Once the line containing "the yellow baseball" is located, output it and every line after it through the end of the records, exactly as written and nothing else.

(MATERIAL FOR THIS EXERCISE)

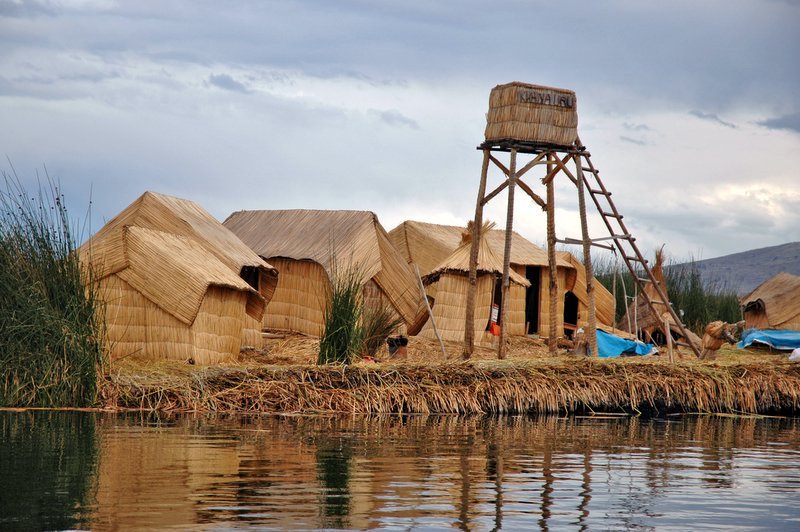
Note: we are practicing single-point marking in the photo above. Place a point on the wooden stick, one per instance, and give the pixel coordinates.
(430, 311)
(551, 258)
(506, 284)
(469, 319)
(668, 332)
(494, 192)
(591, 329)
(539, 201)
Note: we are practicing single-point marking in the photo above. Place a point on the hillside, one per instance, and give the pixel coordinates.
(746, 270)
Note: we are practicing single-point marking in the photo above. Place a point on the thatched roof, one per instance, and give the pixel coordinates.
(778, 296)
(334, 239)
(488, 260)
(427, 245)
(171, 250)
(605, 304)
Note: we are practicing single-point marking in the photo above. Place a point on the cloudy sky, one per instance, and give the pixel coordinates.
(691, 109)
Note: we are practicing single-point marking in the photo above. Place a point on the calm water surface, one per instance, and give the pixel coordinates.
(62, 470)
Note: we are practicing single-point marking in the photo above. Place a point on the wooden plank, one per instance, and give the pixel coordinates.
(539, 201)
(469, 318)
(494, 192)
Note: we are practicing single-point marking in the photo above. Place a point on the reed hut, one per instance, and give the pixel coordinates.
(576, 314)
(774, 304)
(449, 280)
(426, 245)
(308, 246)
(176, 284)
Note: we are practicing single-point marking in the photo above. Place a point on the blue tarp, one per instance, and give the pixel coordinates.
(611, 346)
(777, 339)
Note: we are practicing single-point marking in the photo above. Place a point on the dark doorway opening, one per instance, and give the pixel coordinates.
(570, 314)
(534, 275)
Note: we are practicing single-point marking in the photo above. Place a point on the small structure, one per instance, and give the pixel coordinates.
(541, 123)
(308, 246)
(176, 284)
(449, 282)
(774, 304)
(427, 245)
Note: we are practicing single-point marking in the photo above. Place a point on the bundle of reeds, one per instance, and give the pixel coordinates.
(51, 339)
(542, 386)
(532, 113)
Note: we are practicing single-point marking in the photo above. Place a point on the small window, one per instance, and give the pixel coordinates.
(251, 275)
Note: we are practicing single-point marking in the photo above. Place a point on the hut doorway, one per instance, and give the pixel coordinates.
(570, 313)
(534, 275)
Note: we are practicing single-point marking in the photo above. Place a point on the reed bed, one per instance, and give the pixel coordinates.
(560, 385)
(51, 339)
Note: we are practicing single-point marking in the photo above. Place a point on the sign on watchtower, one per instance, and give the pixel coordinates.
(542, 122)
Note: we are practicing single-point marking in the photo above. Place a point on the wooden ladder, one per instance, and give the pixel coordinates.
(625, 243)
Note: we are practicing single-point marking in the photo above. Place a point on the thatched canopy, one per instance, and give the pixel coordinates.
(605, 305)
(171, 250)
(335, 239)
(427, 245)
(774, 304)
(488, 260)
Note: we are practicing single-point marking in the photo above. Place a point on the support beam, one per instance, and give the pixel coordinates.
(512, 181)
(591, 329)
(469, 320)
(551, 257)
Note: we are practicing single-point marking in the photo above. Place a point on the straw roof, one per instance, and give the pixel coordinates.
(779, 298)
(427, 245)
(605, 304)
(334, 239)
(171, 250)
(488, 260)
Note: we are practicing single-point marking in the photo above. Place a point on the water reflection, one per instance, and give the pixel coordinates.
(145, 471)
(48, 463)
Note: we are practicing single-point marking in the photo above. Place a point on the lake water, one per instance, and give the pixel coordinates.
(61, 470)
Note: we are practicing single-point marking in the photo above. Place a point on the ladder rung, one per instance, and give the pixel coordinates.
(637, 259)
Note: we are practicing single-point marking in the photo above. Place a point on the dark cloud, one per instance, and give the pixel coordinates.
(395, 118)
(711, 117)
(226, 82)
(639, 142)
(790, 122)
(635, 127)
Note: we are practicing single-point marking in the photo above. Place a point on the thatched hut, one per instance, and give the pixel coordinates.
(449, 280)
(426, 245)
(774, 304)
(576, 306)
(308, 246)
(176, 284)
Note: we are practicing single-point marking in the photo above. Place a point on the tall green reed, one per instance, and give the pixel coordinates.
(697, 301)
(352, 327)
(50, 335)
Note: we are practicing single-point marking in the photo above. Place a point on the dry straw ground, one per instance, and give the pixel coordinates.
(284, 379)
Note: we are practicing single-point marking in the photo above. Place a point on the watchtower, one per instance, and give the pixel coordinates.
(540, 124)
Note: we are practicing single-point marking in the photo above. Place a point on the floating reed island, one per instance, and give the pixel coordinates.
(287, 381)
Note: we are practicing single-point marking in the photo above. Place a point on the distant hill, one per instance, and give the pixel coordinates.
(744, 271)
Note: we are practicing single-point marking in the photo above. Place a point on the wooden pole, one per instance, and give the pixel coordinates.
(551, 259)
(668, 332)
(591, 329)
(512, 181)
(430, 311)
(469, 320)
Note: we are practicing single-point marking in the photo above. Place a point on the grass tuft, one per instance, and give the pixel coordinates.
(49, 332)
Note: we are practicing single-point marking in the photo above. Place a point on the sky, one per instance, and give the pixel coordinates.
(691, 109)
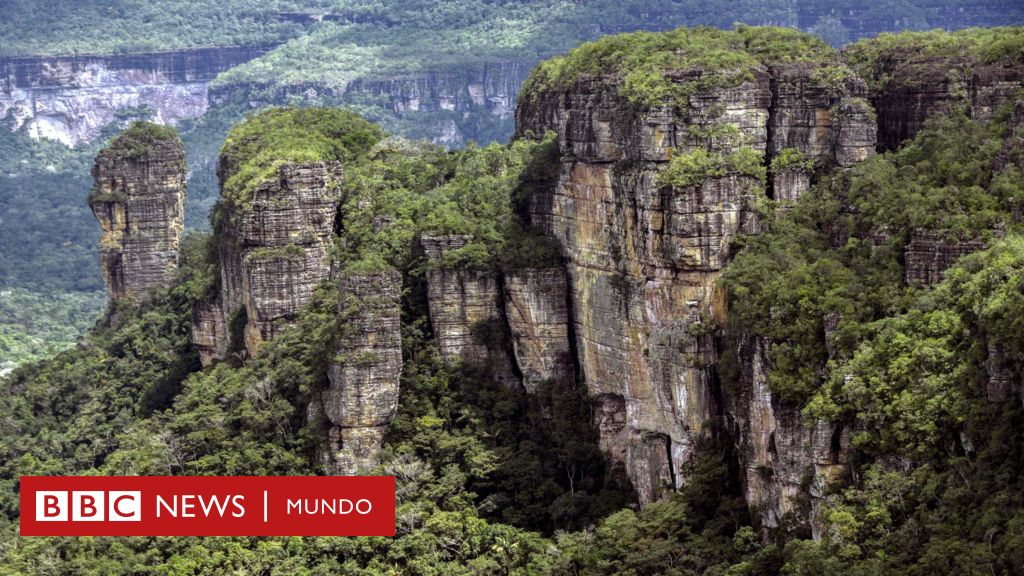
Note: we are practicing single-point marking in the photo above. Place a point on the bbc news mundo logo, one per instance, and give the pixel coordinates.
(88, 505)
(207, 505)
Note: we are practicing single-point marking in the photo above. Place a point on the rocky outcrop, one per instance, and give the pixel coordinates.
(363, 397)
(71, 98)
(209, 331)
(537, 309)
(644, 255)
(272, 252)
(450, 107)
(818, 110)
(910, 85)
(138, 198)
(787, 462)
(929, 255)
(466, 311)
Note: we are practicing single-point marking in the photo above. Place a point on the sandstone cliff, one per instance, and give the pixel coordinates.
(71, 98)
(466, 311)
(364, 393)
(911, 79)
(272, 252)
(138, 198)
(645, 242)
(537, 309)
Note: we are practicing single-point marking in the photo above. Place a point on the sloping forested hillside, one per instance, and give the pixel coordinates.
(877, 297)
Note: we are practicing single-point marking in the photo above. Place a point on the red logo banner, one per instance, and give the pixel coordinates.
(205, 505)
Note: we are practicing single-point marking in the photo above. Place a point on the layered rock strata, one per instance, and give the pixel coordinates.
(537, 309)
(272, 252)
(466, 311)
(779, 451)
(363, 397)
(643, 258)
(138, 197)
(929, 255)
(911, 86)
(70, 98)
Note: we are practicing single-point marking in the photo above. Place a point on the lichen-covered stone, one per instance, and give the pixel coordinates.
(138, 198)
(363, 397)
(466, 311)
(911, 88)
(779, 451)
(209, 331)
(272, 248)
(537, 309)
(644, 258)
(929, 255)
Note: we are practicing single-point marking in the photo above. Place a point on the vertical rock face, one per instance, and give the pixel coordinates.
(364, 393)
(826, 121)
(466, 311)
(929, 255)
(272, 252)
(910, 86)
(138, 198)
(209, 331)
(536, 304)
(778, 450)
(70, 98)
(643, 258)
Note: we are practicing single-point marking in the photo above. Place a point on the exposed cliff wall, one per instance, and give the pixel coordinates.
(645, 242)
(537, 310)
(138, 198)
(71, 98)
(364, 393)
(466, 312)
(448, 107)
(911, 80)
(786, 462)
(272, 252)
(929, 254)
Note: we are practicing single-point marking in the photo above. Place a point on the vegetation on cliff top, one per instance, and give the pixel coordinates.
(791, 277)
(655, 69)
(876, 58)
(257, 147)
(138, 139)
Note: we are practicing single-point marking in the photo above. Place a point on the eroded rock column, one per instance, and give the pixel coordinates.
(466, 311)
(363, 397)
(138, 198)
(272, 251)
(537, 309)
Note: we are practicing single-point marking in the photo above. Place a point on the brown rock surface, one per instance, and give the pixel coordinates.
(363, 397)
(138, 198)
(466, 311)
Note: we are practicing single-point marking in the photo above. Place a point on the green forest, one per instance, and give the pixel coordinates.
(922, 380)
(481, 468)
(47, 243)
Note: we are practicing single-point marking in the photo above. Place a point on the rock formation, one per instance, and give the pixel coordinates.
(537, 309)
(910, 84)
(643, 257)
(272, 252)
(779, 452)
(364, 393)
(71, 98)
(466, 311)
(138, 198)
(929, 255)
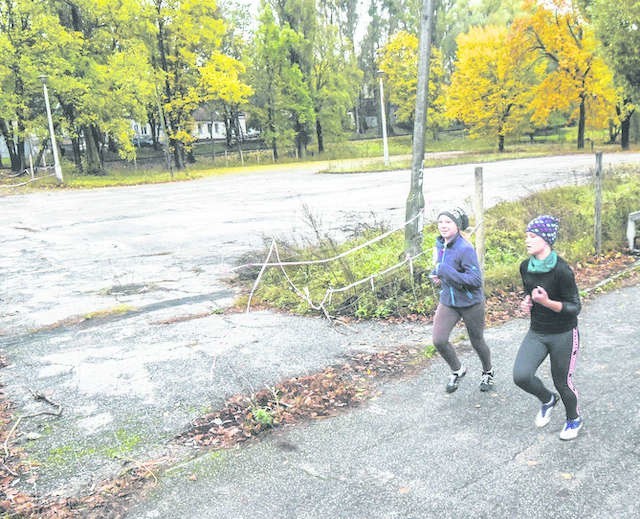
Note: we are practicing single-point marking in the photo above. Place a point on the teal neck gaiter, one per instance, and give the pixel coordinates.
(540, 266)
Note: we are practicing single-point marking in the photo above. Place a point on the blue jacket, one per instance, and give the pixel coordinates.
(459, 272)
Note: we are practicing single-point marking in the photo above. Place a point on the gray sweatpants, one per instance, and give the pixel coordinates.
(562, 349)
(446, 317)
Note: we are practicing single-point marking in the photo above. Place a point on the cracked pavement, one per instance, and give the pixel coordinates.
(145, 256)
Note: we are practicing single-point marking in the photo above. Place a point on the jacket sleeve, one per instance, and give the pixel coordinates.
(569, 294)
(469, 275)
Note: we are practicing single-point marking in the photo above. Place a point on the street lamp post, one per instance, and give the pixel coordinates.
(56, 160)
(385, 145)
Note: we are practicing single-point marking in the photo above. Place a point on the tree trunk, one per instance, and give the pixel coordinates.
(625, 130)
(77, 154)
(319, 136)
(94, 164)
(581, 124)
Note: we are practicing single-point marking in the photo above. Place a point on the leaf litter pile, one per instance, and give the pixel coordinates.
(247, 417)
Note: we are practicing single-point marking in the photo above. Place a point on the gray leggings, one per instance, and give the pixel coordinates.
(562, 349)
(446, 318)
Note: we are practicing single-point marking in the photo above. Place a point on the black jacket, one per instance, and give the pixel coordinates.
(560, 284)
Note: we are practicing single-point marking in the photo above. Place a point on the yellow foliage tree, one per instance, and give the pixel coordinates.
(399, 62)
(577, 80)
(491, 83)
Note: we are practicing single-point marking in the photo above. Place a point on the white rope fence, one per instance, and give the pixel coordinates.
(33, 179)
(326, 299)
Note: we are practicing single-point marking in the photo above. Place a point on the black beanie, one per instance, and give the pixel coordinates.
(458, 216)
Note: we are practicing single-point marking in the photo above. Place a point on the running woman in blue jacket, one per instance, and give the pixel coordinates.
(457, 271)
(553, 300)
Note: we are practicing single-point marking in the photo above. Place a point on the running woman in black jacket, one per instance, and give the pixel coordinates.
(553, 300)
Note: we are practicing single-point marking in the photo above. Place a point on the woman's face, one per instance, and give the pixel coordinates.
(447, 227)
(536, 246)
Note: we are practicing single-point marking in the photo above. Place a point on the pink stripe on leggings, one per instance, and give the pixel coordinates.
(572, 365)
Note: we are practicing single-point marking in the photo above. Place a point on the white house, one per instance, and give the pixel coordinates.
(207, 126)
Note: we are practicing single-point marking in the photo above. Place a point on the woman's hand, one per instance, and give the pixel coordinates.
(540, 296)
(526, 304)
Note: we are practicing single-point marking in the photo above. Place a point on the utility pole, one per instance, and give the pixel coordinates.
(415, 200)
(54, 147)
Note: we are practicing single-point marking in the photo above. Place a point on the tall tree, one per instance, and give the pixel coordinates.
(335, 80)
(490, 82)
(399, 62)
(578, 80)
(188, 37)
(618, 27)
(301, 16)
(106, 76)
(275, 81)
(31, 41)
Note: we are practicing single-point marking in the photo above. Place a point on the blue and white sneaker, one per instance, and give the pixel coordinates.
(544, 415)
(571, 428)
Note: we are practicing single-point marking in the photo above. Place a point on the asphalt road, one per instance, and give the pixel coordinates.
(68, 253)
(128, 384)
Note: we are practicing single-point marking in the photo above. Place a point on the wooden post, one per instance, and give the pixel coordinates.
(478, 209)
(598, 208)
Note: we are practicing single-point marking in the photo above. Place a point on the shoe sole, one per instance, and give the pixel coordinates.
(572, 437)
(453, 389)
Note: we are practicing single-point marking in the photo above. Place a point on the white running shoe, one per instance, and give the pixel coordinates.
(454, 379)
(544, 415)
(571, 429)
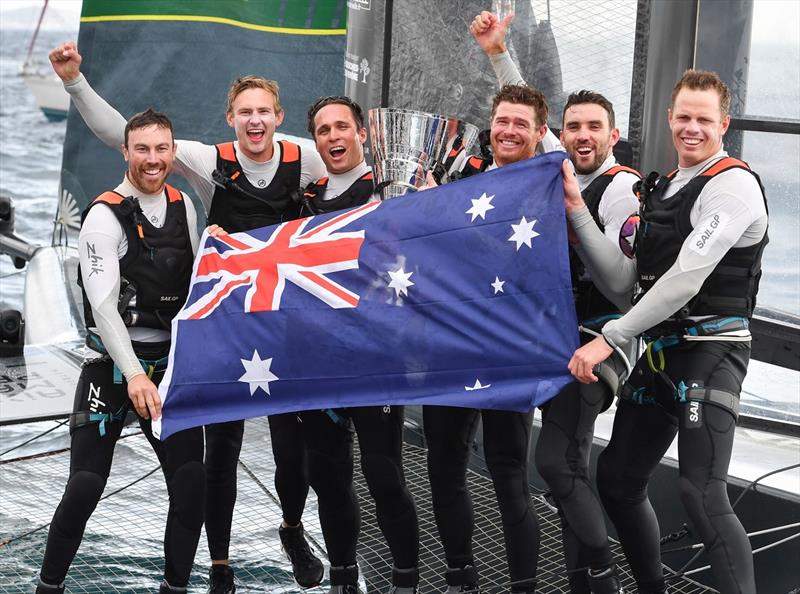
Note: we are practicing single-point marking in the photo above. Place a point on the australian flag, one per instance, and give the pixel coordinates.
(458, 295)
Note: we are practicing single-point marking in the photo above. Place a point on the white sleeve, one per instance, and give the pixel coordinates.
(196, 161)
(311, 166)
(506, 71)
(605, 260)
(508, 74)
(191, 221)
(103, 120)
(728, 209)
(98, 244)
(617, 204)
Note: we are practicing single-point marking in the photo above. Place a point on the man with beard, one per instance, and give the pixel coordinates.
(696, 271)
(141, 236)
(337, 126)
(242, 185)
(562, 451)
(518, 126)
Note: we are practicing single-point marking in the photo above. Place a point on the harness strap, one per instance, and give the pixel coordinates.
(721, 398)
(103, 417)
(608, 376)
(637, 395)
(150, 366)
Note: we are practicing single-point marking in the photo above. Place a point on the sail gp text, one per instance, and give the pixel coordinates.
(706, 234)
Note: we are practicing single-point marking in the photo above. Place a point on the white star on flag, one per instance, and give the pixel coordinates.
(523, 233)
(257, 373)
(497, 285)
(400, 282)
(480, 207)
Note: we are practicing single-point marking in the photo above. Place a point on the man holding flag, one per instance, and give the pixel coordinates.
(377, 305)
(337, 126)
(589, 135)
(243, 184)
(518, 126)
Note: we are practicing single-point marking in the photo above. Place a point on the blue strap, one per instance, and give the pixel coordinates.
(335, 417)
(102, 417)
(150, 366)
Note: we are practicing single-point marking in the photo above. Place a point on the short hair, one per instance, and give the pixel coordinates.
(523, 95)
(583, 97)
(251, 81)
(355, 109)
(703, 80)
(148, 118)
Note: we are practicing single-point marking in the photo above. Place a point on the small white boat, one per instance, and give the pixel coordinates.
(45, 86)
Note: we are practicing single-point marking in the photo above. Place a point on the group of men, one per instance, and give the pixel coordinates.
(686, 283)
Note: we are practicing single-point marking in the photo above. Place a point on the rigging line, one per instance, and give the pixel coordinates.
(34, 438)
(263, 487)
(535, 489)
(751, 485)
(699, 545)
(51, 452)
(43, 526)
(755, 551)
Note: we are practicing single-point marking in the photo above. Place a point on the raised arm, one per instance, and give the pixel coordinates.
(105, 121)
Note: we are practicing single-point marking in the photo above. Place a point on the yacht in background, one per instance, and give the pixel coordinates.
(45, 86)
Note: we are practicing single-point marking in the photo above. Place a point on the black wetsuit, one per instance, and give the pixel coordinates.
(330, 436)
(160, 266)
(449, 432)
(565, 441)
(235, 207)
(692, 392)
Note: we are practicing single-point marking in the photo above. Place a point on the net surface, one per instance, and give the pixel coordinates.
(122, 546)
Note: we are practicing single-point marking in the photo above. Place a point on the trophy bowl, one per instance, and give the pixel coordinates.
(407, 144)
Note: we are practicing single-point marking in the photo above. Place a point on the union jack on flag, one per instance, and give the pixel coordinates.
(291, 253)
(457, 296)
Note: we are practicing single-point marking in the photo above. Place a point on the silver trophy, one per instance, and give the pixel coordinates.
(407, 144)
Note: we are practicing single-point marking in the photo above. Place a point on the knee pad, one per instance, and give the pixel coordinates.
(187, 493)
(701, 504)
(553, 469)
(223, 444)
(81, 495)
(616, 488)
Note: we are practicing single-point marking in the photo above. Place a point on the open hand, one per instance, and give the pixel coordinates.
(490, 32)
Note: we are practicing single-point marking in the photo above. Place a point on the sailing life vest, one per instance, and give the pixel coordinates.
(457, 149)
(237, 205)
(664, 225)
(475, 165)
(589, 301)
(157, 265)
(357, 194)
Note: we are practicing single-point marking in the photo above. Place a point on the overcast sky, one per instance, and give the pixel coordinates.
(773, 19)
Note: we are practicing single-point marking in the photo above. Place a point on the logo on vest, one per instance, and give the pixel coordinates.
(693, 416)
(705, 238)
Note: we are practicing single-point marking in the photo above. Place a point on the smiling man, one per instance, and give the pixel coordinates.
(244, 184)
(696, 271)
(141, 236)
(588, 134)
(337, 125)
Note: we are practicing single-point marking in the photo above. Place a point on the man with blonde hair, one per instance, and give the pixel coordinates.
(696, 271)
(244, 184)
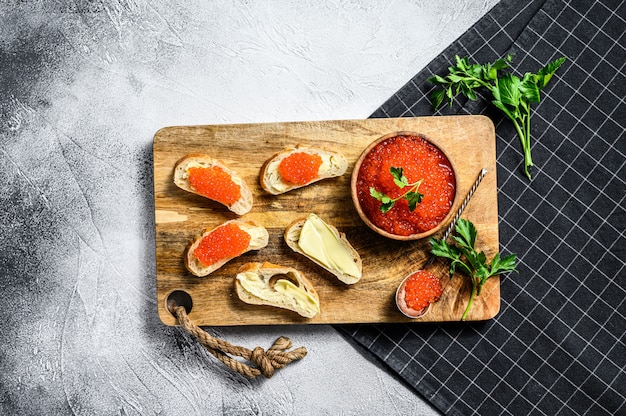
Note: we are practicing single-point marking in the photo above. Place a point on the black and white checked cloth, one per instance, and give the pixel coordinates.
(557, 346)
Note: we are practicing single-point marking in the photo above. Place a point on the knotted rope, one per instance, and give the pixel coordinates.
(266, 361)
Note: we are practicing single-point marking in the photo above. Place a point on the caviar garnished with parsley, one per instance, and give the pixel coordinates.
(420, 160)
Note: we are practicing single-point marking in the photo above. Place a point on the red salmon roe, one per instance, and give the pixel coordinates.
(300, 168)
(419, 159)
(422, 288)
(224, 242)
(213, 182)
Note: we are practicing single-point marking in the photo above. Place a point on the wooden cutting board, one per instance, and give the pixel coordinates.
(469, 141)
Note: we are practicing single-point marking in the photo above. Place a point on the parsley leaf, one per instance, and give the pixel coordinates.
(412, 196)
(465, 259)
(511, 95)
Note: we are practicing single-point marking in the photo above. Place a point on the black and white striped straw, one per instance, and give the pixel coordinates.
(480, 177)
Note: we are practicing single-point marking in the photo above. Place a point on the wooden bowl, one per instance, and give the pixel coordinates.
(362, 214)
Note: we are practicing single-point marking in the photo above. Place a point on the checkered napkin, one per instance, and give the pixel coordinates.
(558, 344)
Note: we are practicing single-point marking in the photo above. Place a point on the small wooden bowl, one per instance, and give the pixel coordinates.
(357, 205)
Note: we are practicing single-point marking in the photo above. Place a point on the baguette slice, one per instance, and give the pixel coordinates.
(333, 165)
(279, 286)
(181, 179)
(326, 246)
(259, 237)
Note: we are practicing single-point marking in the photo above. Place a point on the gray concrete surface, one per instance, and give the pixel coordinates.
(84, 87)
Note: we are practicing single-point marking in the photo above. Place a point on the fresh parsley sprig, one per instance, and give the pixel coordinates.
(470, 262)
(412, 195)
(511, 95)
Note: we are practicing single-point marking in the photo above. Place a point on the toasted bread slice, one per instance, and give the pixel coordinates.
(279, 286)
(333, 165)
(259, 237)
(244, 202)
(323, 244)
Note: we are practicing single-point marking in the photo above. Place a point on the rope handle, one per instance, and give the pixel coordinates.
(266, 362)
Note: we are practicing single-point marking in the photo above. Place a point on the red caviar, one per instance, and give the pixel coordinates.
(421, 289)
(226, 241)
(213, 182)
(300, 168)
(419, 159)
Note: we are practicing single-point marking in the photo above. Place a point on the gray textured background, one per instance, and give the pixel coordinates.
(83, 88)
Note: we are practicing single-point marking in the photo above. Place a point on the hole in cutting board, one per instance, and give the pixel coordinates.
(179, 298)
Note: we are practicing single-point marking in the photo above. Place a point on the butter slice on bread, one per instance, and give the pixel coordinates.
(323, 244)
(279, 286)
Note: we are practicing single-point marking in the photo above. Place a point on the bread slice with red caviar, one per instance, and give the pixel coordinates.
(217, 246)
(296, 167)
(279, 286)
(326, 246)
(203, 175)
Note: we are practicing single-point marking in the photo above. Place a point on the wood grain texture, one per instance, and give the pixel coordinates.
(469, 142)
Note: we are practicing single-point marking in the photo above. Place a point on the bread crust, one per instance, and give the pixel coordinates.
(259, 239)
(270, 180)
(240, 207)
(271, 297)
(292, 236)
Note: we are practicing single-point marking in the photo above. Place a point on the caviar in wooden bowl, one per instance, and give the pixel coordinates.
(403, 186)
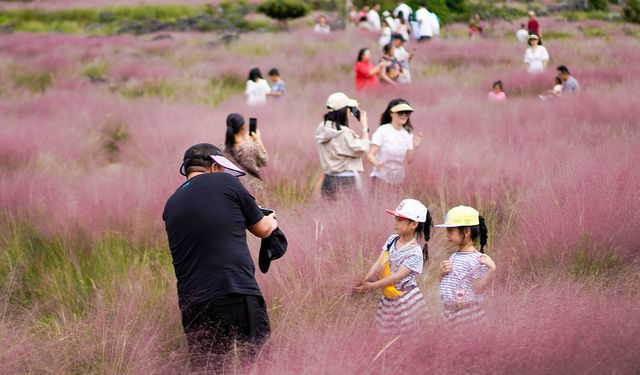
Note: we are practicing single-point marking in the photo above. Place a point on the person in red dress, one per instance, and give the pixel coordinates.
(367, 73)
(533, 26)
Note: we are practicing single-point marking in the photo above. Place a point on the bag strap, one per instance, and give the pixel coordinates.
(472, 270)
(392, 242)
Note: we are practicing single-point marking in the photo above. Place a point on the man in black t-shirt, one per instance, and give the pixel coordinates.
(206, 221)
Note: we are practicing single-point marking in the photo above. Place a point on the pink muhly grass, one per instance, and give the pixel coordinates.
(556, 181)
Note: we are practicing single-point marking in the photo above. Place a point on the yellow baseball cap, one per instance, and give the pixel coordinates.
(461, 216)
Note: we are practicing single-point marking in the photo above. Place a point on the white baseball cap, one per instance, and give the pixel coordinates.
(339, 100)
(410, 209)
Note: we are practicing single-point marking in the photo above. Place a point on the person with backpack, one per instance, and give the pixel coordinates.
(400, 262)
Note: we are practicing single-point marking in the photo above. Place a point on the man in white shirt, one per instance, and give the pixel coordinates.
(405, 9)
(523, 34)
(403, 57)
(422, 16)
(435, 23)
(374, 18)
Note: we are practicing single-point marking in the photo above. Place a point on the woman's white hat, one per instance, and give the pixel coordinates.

(End MATERIAL FOR THIS EXERCISE)

:: OUTPUT FOR THIS TASK ::
Note: we are practicing single-point marking in the photo above. Place a point on the yellow baseball cap, one per instance, and give the pixel coordinates.
(461, 216)
Note: we are practicing single-point marking in the photo above. Place a point on the white baseball cap, one per instance, and give the pixel coordinates.
(339, 100)
(410, 209)
Note: we are practicing single-point marking in the photo above. Place a point on the person with backpack, one per instance, and give the pixel coordinates.
(400, 262)
Note: we are practicing single-point marking in the photo above. Place a point on the man in white shirt, one per instance, and give the pixel coordinates.
(405, 9)
(523, 34)
(403, 57)
(422, 16)
(435, 23)
(374, 18)
Note: we are practicing single-point marking in the photo above. Place a point on the woman's white hat, one per instance, and give the pixel coordinates.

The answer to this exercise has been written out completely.